*** EXCERPTED TEXT ***

When Schankweiler did play in the NFL, it meant that each of six players who were College Park roommates at one time had made it into professional sports. Besides the three with the Bills there are Cincinnati quarterback Boomer Esiason, Redskins kicker Jess Atkinson, and Alan Sadler, punter become minor league pitcher . . .
St. Louis fans probably won't have Cardinals owner Bill Bidwill to kick around anymore because he is almost certain to move his team after this season, and several NFL officials believe Baltimore is easily the leading candidate. Phoenix, Memphis and Jacksonville are all lobbying for a team, but there are several owners in the NFL who feel Baltimore (because of Bob Irsay's midnight flight to Indianapolis four years ago) deserves a team. Phoenix and Memphis probably would rather have expansion teams (among other reasons, it could cost less). And Jacksonville is a smaller television market. Baltimore has the added attraction of a pending new stadium, and the NFL wouldn't have to realign divisions, since the NFC East would then have Washington, New York, Philadelphia, Dallas and Baltimore. A Washington-Baltimore series, which hasn't been played regularly since 1967, would renew a rivalry.Smith Rumbling in Atlanta
NFL Owners Part II: Atlanta Falcons owner Rankin Smith Sr., in the wake of Sunday's 38-3 loss to Cleveland, said he might plan some front office changes that could even affect his sons, Rankin Jr., the president, and Taylor, the executive vice president. "They're accountable like everybody else," Smith said. "If they can't do it, they won't be there, that's all. We're going to do what's necessary to get the job done." . . .

*** End of EXCERPTED TEXT ***
*** EXERCISE DATA ***

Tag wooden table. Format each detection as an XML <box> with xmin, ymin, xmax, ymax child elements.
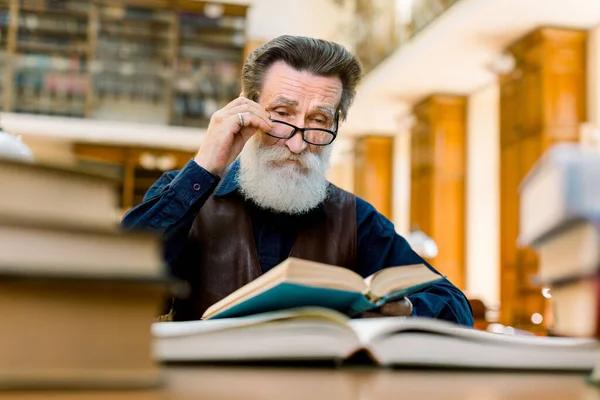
<box><xmin>0</xmin><ymin>366</ymin><xmax>600</xmax><ymax>400</ymax></box>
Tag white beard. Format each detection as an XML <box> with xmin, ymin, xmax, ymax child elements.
<box><xmin>238</xmin><ymin>135</ymin><xmax>332</xmax><ymax>214</ymax></box>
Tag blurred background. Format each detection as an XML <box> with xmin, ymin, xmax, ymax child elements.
<box><xmin>0</xmin><ymin>0</ymin><xmax>600</xmax><ymax>334</ymax></box>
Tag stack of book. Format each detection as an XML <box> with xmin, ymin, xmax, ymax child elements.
<box><xmin>519</xmin><ymin>143</ymin><xmax>600</xmax><ymax>337</ymax></box>
<box><xmin>0</xmin><ymin>159</ymin><xmax>164</xmax><ymax>388</ymax></box>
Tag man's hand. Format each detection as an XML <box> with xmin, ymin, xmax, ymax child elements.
<box><xmin>358</xmin><ymin>297</ymin><xmax>412</xmax><ymax>318</ymax></box>
<box><xmin>194</xmin><ymin>96</ymin><xmax>273</xmax><ymax>174</ymax></box>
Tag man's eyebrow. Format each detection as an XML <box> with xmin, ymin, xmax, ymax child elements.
<box><xmin>317</xmin><ymin>106</ymin><xmax>335</xmax><ymax>119</ymax></box>
<box><xmin>271</xmin><ymin>96</ymin><xmax>298</xmax><ymax>107</ymax></box>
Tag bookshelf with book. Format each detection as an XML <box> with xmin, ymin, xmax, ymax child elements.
<box><xmin>9</xmin><ymin>0</ymin><xmax>90</xmax><ymax>117</ymax></box>
<box><xmin>0</xmin><ymin>0</ymin><xmax>247</xmax><ymax>127</ymax></box>
<box><xmin>172</xmin><ymin>5</ymin><xmax>245</xmax><ymax>126</ymax></box>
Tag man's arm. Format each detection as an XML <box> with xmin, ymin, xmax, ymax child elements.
<box><xmin>121</xmin><ymin>160</ymin><xmax>220</xmax><ymax>263</ymax></box>
<box><xmin>356</xmin><ymin>198</ymin><xmax>473</xmax><ymax>326</ymax></box>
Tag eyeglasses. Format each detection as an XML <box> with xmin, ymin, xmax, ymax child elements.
<box><xmin>265</xmin><ymin>113</ymin><xmax>338</xmax><ymax>146</ymax></box>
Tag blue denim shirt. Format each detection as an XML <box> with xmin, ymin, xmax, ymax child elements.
<box><xmin>122</xmin><ymin>160</ymin><xmax>473</xmax><ymax>326</ymax></box>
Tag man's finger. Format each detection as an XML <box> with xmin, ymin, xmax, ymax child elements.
<box><xmin>229</xmin><ymin>111</ymin><xmax>273</xmax><ymax>136</ymax></box>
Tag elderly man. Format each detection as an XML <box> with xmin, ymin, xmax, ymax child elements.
<box><xmin>123</xmin><ymin>36</ymin><xmax>473</xmax><ymax>326</ymax></box>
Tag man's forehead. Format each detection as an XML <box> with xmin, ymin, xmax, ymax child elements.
<box><xmin>259</xmin><ymin>61</ymin><xmax>343</xmax><ymax>106</ymax></box>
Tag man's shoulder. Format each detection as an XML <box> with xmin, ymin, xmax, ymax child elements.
<box><xmin>329</xmin><ymin>182</ymin><xmax>385</xmax><ymax>220</ymax></box>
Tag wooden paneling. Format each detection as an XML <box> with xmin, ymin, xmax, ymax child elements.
<box><xmin>410</xmin><ymin>95</ymin><xmax>466</xmax><ymax>287</ymax></box>
<box><xmin>500</xmin><ymin>28</ymin><xmax>586</xmax><ymax>332</ymax></box>
<box><xmin>354</xmin><ymin>136</ymin><xmax>394</xmax><ymax>219</ymax></box>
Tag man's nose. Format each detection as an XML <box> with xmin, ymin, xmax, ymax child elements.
<box><xmin>285</xmin><ymin>131</ymin><xmax>307</xmax><ymax>154</ymax></box>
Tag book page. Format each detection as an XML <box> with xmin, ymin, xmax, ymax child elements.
<box><xmin>365</xmin><ymin>264</ymin><xmax>443</xmax><ymax>298</ymax></box>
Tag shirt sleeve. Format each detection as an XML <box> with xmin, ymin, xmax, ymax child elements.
<box><xmin>121</xmin><ymin>160</ymin><xmax>220</xmax><ymax>262</ymax></box>
<box><xmin>356</xmin><ymin>197</ymin><xmax>473</xmax><ymax>326</ymax></box>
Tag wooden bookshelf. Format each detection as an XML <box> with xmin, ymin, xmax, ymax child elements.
<box><xmin>0</xmin><ymin>0</ymin><xmax>246</xmax><ymax>127</ymax></box>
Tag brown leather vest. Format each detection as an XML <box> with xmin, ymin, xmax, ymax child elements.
<box><xmin>173</xmin><ymin>184</ymin><xmax>357</xmax><ymax>321</ymax></box>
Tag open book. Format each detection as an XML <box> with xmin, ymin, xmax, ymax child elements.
<box><xmin>202</xmin><ymin>258</ymin><xmax>444</xmax><ymax>318</ymax></box>
<box><xmin>152</xmin><ymin>307</ymin><xmax>597</xmax><ymax>371</ymax></box>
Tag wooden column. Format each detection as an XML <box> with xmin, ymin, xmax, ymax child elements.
<box><xmin>410</xmin><ymin>95</ymin><xmax>467</xmax><ymax>287</ymax></box>
<box><xmin>500</xmin><ymin>28</ymin><xmax>587</xmax><ymax>333</ymax></box>
<box><xmin>354</xmin><ymin>136</ymin><xmax>394</xmax><ymax>219</ymax></box>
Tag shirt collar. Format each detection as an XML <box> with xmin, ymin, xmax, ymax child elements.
<box><xmin>214</xmin><ymin>160</ymin><xmax>240</xmax><ymax>197</ymax></box>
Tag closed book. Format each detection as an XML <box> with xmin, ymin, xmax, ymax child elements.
<box><xmin>0</xmin><ymin>214</ymin><xmax>165</xmax><ymax>278</ymax></box>
<box><xmin>518</xmin><ymin>143</ymin><xmax>600</xmax><ymax>246</ymax></box>
<box><xmin>535</xmin><ymin>219</ymin><xmax>600</xmax><ymax>285</ymax></box>
<box><xmin>202</xmin><ymin>257</ymin><xmax>444</xmax><ymax>318</ymax></box>
<box><xmin>0</xmin><ymin>216</ymin><xmax>166</xmax><ymax>389</ymax></box>
<box><xmin>152</xmin><ymin>308</ymin><xmax>596</xmax><ymax>371</ymax></box>
<box><xmin>0</xmin><ymin>159</ymin><xmax>119</xmax><ymax>228</ymax></box>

*** End of EXERCISE DATA ***

[WORK TASK A]:
List every city that the NFL notes name as a possible new home for the St. Louis Cardinals.
[WORK TASK B]:
Extend the NFL notes past their final sentence, writing in the same newspaper-column manner.

[EXERCISE RESULT A]:
Baltimore, Phoenix, Memphis, Jacksonville

[EXERCISE RESULT B]:
The Redskins apparently weren't standing by idly as linebacker Cornelius Bennett, the Colts' unsigned No. 1 draft choice, was traded to Buffalo in the three-way deal involving Eric Dickerson. The Redskins, according to one source involved in the trade talks, were prepared to offer the same high draft choices as Buffalo. But the Rams, who wound up receiving those draft picks, wanted the Redskins out of the deal because they figured Washington could finish with one of the two or three best records in the league and wind up picking 26th, 27th or even 28th in the draft. The Rams got first- and second- round picks from Buffalo, which figure to yield more premium talent . . .
At the season opener in Denver, thousands of maniacal Broncos fans rushed to buy and wear T-shirts bearing a "Boz-Buster" logo, before Brian Bosworth made his NFL debut there with the Seattle Seahawks. As it turns out, The Boz himself designed and marketed the T-shirt. "I was, after all, a business major," he said slyly. The Boz, Seattle's $10 million linebacker, added that he is not greedy, however, and sent the proceeds to Children's Hospital in Seattle, not to his own company, 44 Boz Inc. . . .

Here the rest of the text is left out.